* [Requirement]:
A verbatim copy of every record is needed.

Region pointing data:
•••

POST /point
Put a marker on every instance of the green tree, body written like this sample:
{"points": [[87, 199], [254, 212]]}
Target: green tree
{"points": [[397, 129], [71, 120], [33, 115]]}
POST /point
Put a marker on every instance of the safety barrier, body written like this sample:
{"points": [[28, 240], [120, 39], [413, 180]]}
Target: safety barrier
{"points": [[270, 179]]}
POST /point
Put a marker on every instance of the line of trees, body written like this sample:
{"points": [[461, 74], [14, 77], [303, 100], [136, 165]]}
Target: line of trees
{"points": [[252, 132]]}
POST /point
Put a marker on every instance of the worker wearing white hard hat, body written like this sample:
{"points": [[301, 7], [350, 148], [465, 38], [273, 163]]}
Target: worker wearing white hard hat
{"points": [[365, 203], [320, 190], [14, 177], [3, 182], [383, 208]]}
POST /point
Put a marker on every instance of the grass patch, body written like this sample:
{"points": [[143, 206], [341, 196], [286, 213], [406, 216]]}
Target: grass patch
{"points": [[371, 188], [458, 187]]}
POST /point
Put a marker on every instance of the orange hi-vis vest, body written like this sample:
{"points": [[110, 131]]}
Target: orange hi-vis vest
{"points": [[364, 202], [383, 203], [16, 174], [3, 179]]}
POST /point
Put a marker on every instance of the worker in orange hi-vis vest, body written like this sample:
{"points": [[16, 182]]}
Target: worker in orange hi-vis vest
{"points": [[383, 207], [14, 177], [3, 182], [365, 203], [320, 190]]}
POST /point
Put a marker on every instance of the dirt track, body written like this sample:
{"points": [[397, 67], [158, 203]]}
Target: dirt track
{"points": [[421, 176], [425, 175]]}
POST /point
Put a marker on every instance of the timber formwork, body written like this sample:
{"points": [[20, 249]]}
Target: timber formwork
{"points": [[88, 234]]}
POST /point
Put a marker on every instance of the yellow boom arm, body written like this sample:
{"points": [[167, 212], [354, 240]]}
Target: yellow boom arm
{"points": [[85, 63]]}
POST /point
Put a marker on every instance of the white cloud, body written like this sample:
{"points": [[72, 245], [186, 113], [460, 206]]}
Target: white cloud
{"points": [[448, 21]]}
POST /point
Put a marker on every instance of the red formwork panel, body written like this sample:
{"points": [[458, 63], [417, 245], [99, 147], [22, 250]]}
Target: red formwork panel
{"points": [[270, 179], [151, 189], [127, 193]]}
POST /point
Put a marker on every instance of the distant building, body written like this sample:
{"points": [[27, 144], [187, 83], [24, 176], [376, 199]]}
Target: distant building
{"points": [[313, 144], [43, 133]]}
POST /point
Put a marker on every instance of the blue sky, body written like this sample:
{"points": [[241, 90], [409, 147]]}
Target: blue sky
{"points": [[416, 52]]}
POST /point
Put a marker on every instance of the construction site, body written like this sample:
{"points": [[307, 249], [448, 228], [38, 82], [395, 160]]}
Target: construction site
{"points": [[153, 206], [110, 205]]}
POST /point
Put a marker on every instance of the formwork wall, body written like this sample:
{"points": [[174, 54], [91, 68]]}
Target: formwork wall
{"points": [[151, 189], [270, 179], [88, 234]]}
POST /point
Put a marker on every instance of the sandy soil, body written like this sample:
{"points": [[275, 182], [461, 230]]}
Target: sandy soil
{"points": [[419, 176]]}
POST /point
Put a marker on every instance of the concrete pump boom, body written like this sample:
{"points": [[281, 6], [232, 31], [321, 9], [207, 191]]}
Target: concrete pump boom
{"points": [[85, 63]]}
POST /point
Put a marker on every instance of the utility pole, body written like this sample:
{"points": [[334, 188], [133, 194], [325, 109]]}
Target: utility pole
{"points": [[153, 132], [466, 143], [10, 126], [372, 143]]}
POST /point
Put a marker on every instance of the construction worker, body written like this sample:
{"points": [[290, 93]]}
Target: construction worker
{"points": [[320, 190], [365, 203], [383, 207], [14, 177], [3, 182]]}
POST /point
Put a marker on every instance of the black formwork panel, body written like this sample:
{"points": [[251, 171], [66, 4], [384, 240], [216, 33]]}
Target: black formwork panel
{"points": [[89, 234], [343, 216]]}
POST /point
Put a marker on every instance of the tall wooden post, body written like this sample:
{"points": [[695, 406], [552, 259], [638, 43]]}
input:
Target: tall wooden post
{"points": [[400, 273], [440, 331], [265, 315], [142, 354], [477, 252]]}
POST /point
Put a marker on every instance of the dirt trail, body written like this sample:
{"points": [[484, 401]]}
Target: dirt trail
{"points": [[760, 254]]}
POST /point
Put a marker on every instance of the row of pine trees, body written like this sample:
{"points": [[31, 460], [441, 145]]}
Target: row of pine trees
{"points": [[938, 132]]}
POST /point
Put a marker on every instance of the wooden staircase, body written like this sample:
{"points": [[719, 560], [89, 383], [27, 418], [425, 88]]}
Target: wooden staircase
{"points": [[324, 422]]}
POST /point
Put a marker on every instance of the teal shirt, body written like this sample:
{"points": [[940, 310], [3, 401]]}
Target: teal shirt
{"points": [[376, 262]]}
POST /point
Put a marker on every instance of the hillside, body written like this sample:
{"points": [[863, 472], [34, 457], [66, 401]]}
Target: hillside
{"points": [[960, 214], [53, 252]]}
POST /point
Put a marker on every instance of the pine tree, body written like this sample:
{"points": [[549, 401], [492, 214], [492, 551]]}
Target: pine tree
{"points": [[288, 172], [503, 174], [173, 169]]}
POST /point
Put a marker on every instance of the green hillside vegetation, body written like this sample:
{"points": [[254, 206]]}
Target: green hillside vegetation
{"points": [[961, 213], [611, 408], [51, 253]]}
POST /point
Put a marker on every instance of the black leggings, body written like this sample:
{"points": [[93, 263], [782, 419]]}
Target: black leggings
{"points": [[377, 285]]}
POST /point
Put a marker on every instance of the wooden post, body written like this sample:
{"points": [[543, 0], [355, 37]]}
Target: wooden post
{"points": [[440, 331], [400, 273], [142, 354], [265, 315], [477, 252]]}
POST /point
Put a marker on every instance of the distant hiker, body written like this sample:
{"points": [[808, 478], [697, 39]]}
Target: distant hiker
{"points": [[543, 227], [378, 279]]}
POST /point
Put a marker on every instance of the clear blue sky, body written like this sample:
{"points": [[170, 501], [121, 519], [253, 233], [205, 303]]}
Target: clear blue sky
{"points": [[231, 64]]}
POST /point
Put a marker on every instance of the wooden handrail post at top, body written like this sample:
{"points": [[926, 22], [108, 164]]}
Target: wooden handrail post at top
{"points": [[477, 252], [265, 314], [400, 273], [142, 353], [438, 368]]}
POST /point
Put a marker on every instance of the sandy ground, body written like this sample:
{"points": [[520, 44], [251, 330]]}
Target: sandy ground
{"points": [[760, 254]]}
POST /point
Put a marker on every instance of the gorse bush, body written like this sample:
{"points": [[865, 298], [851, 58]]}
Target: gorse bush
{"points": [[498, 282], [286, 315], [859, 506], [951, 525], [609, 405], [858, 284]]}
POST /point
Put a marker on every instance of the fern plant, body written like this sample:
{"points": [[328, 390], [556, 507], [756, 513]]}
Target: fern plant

•••

* [Response to the exercise]:
POST /point
Put a marker on every instance of the green tree, body written like this sample:
{"points": [[87, 199], [254, 212]]}
Target: green tree
{"points": [[397, 129], [71, 120], [33, 115]]}
POST /point
Put a marker on every instance of the safety barrier, body written like this sample:
{"points": [[28, 240], [120, 39], [413, 180]]}
Target: safety barrier
{"points": [[270, 179]]}
POST /point
Put a marker on every instance of the line of trees, body written like this sample:
{"points": [[461, 74], [14, 77], [303, 100], [136, 165]]}
Target: line of trees
{"points": [[252, 132]]}
POST /point
Put a marker on every instance of the worker wearing white hard hat, body written like this sample:
{"points": [[301, 7], [350, 148], [465, 38], [273, 163]]}
Target: worker wearing white hard hat
{"points": [[365, 203], [320, 190], [14, 177], [3, 182], [383, 208]]}
POST /point
Put a marker on every instance of the grass patch, body written like this sample:
{"points": [[143, 206], [341, 196], [286, 213], [406, 216]]}
Target: grass patch
{"points": [[371, 188], [458, 187]]}
POST /point
Put a marker on every instance of the orange hi-vis vest, body written like this sample:
{"points": [[110, 131]]}
Target: orange hi-vis vest
{"points": [[364, 202], [383, 203], [16, 174], [3, 179]]}
POST /point
Put a marker on every instance of the worker in orange hi-vis vest, body written like this sample:
{"points": [[16, 182]]}
Target: worker in orange hi-vis vest
{"points": [[383, 207], [14, 177], [3, 182], [365, 203], [320, 190]]}
POST /point
Put a marker on every instance of the dirt track, body written like this sample:
{"points": [[397, 67], [158, 203]]}
Target: dirt track
{"points": [[421, 176], [425, 175]]}
POST /point
Put a marker on every instance of the timber formwork, body written like this sample:
{"points": [[20, 249]]}
Target: timber formwork
{"points": [[88, 234]]}
POST /point
Put a marker on every instance of the yellow boom arm, body written like this sample:
{"points": [[167, 212], [354, 240]]}
Target: yellow boom arm
{"points": [[85, 63]]}
POST /point
Put a marker on every instance of the white cloud, body written like this sample:
{"points": [[72, 245], [186, 113], [460, 206]]}
Target: white cloud
{"points": [[448, 21]]}
POST /point
Put a marker on every instance of the red formwork panel, body written like this sample:
{"points": [[458, 63], [417, 245], [99, 147], [22, 250]]}
Target: red formwork panel
{"points": [[270, 179], [151, 189], [127, 193]]}
POST /point
Put a marker on every instance of the distant building, body written like this sample:
{"points": [[27, 144], [187, 83], [24, 176], [376, 199]]}
Target: distant building
{"points": [[313, 144], [43, 133]]}
POST /point
Put a marker on every instance of the blue sky, body written like this sample:
{"points": [[241, 90], [409, 147]]}
Target: blue sky
{"points": [[416, 52]]}
POST /point
Put a marker on every instance of the construction site, body written like this sample:
{"points": [[307, 249], [448, 228], [38, 82], [395, 160]]}
Target: construction site
{"points": [[153, 206], [110, 205]]}
POST /point
Put a marker on every instance of the formwork wall, body written like this sample:
{"points": [[174, 54], [91, 68]]}
Target: formwork wall
{"points": [[151, 189], [270, 179], [88, 234]]}
POST /point
Put a marker on every instance of the sandy soil, body written like this sample:
{"points": [[275, 182], [461, 230]]}
Target: sandy soil
{"points": [[419, 176]]}
POST /point
Put a marker on every instance of the concrete pump boom, body written like this sample:
{"points": [[281, 6], [232, 31], [321, 9], [207, 191]]}
Target: concrete pump boom
{"points": [[85, 63]]}
POST /point
Put a marker on every instance of the utility pole, body written like this sample:
{"points": [[334, 188], [133, 194], [325, 109]]}
Target: utility pole
{"points": [[153, 132], [466, 143], [10, 126], [372, 143]]}
POST /point
Put a marker on every instance of the construction worker, body written like this sample:
{"points": [[290, 93]]}
Target: construction worker
{"points": [[320, 190], [365, 203], [383, 207], [14, 177], [3, 182]]}
POST /point
Put a marker on every instance of the black formwork panel, body written like this sample:
{"points": [[251, 171], [66, 4], [384, 240], [216, 33]]}
Target: black formwork panel
{"points": [[89, 234], [343, 216]]}
POST /point
Put a marker on every instance of the tall wooden post, body written like this sample:
{"points": [[695, 406], [552, 259], [638, 43]]}
input:
Target: tall wooden post
{"points": [[400, 273], [440, 331], [265, 315], [142, 354], [477, 252]]}
POST /point
Put a marker on every instance of the dirt trail, body written like this sample:
{"points": [[484, 401]]}
Target: dirt trail
{"points": [[760, 254]]}
POST /point
Put a marker on every instance of the row of pine trees, body written like this sample:
{"points": [[31, 460], [441, 145]]}
Target: row of pine trees
{"points": [[938, 132]]}
POST /point
Put a marker on every instance of the wooden staircase, body written like this sample:
{"points": [[719, 560], [89, 383], [27, 418], [425, 88]]}
Target: wooden staircase
{"points": [[324, 422]]}
POST /point
Put a marker on every instance of the teal shirt, body written like this sample:
{"points": [[940, 310], [3, 401]]}
Target: teal shirt
{"points": [[376, 262]]}
POST /point
Put a marker on every instance of the hillside, body written like this sample:
{"points": [[863, 472], [34, 457], [66, 401]]}
Target: hillside
{"points": [[960, 214], [53, 252]]}
POST /point
Put a marker on every instance of the pine tree, body written like this sample:
{"points": [[549, 401], [492, 214], [492, 551]]}
Target: pine tree
{"points": [[288, 172], [503, 174], [173, 169]]}
POST /point
Put a marker on every instance of the green hillside vegetation, body written like this sample:
{"points": [[254, 206]]}
Target: green hillside vegetation
{"points": [[961, 213], [611, 408], [51, 253]]}
POST /point
Put a marker on every instance of the black leggings, body written like this sample:
{"points": [[93, 263], [782, 419]]}
Target: black leggings
{"points": [[377, 285]]}
POST /point
Put a marker on every instance of the wooden post, body written like this sample:
{"points": [[543, 0], [355, 37]]}
Target: wooden post
{"points": [[440, 331], [400, 273], [142, 354], [265, 315], [477, 252]]}
POST /point
Put a marker on every instance of the distant hiker, body written like this sample:
{"points": [[808, 478], [697, 39]]}
Target: distant hiker
{"points": [[543, 227], [378, 279]]}
POST /point
Put a marker on every instance of the clear blue sky, body written like this sample:
{"points": [[170, 501], [121, 519], [253, 233], [205, 303]]}
Target: clear blue sky
{"points": [[231, 64]]}
POST /point
Put a marker on every instance of the wooden handrail post at top, body written like this sample:
{"points": [[926, 22], [108, 164]]}
Target: wooden handrail post at top
{"points": [[477, 252], [265, 314], [400, 273], [142, 353], [438, 368]]}
POST /point
Put a marker on every instance of the sandy ground, body written like this sample:
{"points": [[520, 44], [251, 330]]}
Target: sandy ground
{"points": [[760, 254]]}
POST /point
Put a marker on every instance of the gorse bush, body written like this sample:
{"points": [[865, 298], [851, 58]]}
Target: gorse bush
{"points": [[498, 282], [286, 315], [859, 506], [951, 525], [609, 405], [858, 284]]}
POST /point
Put a marker on every instance of the fern plant, body written like this sample:
{"points": [[328, 390], [556, 507], [756, 513]]}
Target: fern plant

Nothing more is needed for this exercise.